■ Prompt: Exactly the lines below from the one with "object: distant water" up to and including the one with "object: grass field" make up the answer, with nothing else added.

[Spatial localization data]
______________________________
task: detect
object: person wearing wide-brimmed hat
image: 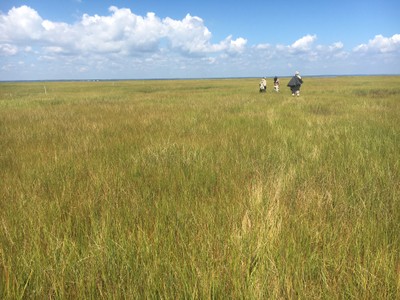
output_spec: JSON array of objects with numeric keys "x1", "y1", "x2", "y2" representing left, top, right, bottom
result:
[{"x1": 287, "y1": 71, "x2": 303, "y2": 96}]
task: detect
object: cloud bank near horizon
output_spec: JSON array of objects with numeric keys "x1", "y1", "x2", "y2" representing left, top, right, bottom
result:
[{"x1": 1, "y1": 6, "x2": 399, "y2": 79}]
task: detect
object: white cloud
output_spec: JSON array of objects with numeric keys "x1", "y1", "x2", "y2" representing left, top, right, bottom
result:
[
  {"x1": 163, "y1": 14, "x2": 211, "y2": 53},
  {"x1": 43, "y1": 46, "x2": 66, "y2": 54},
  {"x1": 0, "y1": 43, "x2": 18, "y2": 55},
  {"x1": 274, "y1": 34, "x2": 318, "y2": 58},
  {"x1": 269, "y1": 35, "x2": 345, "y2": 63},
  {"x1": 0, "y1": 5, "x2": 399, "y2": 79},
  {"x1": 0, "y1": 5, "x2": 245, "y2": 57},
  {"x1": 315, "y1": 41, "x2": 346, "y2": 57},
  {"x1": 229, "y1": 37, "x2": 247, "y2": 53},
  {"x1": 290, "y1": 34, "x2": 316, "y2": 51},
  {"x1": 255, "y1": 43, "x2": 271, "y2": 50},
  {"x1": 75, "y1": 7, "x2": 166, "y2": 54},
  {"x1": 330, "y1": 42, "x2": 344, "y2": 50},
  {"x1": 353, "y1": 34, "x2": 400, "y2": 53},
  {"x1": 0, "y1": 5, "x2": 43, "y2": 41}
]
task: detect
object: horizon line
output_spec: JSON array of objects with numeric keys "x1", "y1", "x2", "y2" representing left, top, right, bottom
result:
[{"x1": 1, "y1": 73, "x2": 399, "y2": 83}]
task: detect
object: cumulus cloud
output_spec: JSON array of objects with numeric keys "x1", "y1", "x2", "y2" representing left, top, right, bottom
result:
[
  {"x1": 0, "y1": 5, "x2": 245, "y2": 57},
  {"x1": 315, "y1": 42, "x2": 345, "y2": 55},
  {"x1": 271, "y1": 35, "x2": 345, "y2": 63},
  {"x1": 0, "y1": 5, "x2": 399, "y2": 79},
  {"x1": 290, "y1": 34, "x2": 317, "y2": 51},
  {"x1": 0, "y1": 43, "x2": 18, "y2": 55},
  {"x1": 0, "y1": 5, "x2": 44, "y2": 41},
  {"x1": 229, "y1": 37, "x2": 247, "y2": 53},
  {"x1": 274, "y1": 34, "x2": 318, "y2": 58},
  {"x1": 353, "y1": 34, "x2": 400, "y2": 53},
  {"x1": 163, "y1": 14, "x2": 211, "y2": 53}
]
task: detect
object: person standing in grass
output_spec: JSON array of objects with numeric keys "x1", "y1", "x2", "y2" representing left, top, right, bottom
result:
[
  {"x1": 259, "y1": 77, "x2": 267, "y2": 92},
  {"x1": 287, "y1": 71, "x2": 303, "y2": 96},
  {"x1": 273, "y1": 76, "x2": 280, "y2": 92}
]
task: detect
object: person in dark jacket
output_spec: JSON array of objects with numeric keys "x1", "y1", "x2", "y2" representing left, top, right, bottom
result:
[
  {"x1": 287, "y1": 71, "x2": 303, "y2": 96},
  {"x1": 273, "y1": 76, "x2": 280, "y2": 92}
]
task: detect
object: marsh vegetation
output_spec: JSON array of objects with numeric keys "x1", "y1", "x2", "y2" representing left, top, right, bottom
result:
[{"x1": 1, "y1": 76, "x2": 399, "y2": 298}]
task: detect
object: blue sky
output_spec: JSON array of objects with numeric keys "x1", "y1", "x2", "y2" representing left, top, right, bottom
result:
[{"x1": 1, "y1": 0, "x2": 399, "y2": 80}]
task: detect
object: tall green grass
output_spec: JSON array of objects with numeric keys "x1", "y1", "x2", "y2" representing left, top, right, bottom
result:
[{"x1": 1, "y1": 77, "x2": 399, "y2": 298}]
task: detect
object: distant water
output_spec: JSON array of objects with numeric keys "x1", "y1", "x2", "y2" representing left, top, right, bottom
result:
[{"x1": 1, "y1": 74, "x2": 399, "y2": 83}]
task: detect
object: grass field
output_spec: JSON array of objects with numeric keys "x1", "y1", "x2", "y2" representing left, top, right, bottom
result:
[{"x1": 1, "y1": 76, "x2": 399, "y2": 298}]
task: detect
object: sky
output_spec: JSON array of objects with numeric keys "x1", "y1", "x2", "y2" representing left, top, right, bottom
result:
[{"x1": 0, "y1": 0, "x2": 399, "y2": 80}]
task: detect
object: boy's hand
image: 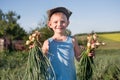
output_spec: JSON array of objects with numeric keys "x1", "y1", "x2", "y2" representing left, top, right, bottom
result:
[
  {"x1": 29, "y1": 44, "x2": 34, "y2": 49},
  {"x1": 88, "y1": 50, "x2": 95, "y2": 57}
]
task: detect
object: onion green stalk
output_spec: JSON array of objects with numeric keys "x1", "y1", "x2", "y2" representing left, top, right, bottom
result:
______________________________
■ Result below:
object: distant water
output_spec: JSON array of objects with numeric keys "x1", "y1", "x2", "y2" representing left, top, right, bottom
result:
[{"x1": 1, "y1": 74, "x2": 399, "y2": 83}]
task: detect
object: grass field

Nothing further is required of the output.